В каком городе, согласно тексту о джазе, некоторое время работал ударник Джо Джонс?

● **Исходный текст**:
---

Эта трудность, и с этим связано большинство достоинств джаза, проистекает прежде всего из того факта, что джаз никогде не переставал быть народной музыкой. Джаз просто перешел от более широкой аудитории и исполнителей традиционной народной музыки в более узкое, но не менее подлинное и живое общество профессиональных мастеров-музыкантов. В пределах этого общества музыка продолжает жить по тем же законам, как это было и в народной музыке: сочетает в себе новаторство и консерватизм; создается во время исполнения и отражает историю жизни самих исполнителей. Но круг ее влияния становится более ограниченным. Например, названия джазовых пьес, если судить по пластинкам 20-х гг., часто отражали специфические намеки и шутки на языке гарлемского сленга, который был непонятен посторонним. Наиболее характерными примерами могут служить загадочные названия некоторых произведений Эллингтона, написанные в 30-е гг.: «Унылый Чик», «Lion’s Portrait» (Вилли «Лайон» Смит, известный нью-йоркский пианист), «Little Pozy» «Маленький Пози» (прозвище одного из трубачей Эллингтона), «Willie» (прозвище аранжировщика), «Bear Jack» и «Mr. J. B. Blues» (Джимми Блантона), «Cotton Tail» «Хлопковый хвост» (о «Cotton Club») и т д. С другой стороны, развитие джаза неизмеримо ускорилось, так как жизнь джазового музыканта является сравнением своих и чужих достижений, смесью из сотрудничества и конкуренции. Всякий джем-сейшн, на котором музыканты представляют собой одновременно коллективный эксперимент и соревнование. Известный ударник Джо Джонс, некоторое время работавший в Канзас-Сити, говорил: «В те давние времена ребята постоянно старались учиться, и если они открывали что-то новое, они тотчас приносили это на джем, чтобы передать свой небольшой опыт другим музыкантам, поделиться с ними своей находкой независимо от того, на каком инструменте они играли. Например, они пробовали какой-либо отдельный рифф или же другую новую идею на сессии, улучшали свое мастерство и групповое звучание. Сам смысл таких сессий не заключался в том, чтобы выяснить, кто играет лучше, а кто хуже. Наоборот, нашей целью было узнать друг от друга нечто новое, поделиться опытом и поэкспериментировать. Поэтому джейм-сейшн были для нас радостью, своего рода духовной отдушиной».

Пианистка Мэри Лу Вильяме, работавшая в том же самом городе в это же время, вспоминает о другом аспекте сессий: «По городу прошел слух, что Коулмен Хокинс находится в «Cherry Blossom». Уже через полчаса там были Лестер Янг, Бен Вебстер, Хэршел Эванс, Герман Уолдер и пара других, незнакомых тенористов из молодых ребят, пролезших в клуб, чтобы поиграть. Хокинс не мог удержаться от их приглашения выступить, хотя до этого играл весь вечер. Я прозевала это событие и спокойно спала дома. Вдруг около четырех часов утра я услышала, как кто-то настойчиво скребется в мое окно. «Живо собирайся, — сказал он. — У нас давно уже идет сессия, и все пианисты выбились из сил. Ты должна нам помочь прямо сейчас». Хокинс явно не ожидал встретить здесь что-либо подобное, и в ту ночь ему крепко досталось».

---

[Записи с указанием размеченных объектов]
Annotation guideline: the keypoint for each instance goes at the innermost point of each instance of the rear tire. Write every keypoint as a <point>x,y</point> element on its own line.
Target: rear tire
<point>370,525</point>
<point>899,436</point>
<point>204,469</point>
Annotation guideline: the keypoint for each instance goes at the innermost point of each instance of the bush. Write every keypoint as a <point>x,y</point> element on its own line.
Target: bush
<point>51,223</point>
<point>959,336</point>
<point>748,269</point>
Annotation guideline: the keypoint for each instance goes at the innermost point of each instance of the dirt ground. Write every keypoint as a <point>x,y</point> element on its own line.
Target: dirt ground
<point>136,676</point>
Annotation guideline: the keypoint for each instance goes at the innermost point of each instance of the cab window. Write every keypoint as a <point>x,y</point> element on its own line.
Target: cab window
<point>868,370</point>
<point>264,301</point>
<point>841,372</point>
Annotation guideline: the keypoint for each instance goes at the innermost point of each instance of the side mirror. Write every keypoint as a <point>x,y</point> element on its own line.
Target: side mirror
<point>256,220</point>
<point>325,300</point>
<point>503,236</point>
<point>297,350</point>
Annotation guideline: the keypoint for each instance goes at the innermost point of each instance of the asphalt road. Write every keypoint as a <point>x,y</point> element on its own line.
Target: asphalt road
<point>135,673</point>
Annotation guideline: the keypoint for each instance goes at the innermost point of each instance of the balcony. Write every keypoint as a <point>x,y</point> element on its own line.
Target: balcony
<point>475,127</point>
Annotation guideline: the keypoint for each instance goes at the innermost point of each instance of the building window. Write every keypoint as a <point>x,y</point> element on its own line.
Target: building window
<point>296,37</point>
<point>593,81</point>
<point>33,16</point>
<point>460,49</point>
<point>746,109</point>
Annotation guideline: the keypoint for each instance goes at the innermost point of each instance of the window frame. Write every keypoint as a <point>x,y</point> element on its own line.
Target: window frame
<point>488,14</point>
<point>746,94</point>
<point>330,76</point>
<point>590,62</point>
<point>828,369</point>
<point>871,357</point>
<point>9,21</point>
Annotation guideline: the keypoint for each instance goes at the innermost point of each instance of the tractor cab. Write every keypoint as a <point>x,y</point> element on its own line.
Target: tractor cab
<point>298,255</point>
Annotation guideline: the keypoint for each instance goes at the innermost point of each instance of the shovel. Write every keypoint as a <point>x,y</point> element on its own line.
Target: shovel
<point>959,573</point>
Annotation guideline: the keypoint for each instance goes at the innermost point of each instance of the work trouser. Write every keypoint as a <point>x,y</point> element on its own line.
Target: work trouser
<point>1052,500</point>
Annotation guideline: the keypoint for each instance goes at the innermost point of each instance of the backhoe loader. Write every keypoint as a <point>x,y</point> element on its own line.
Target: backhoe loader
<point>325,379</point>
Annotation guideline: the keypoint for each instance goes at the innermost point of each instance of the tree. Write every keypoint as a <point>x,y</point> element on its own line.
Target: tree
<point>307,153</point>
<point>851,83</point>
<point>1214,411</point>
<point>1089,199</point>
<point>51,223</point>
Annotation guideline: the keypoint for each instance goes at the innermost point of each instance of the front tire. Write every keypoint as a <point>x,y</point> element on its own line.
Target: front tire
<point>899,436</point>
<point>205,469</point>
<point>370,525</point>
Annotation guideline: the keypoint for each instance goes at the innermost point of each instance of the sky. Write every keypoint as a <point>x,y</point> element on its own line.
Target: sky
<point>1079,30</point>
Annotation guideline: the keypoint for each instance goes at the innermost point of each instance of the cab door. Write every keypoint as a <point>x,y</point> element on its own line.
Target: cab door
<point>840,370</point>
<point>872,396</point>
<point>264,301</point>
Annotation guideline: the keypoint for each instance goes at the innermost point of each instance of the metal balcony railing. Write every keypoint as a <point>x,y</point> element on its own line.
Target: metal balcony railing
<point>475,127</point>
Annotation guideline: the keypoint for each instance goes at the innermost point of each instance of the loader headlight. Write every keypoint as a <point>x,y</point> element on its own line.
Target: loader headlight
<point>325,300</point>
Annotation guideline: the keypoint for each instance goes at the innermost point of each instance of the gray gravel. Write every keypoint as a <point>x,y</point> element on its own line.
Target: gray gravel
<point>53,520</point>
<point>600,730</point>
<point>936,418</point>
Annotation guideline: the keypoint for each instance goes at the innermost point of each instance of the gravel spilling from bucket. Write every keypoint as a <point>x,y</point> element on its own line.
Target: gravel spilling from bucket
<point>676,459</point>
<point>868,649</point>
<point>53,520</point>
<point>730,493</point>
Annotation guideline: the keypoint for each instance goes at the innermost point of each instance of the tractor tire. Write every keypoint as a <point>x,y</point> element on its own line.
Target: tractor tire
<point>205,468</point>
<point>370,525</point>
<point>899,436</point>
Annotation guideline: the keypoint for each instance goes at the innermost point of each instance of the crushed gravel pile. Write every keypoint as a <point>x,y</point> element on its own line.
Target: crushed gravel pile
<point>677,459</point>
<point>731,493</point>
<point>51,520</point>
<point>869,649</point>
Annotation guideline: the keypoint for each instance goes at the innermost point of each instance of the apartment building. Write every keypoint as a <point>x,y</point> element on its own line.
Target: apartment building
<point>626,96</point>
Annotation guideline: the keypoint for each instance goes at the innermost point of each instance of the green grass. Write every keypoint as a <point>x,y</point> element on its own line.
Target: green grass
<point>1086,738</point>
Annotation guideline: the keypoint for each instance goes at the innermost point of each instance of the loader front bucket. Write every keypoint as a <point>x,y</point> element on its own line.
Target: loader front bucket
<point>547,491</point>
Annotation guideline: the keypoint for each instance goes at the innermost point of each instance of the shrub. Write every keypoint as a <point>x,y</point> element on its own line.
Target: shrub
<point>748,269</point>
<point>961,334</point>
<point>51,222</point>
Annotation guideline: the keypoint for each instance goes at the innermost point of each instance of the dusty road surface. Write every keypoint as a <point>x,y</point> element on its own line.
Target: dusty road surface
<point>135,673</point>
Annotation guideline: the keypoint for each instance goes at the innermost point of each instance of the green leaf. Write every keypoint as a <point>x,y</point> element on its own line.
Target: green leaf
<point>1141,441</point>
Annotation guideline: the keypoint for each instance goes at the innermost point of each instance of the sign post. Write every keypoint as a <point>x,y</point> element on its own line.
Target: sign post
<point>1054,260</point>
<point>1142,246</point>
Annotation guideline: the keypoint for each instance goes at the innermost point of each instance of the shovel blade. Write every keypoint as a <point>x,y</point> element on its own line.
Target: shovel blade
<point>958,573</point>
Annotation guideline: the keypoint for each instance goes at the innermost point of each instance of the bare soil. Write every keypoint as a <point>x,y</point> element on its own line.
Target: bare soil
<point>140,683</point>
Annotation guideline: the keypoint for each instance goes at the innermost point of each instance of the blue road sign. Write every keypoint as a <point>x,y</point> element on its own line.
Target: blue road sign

---

● **Правильный ответ**: В Канзас-Сити.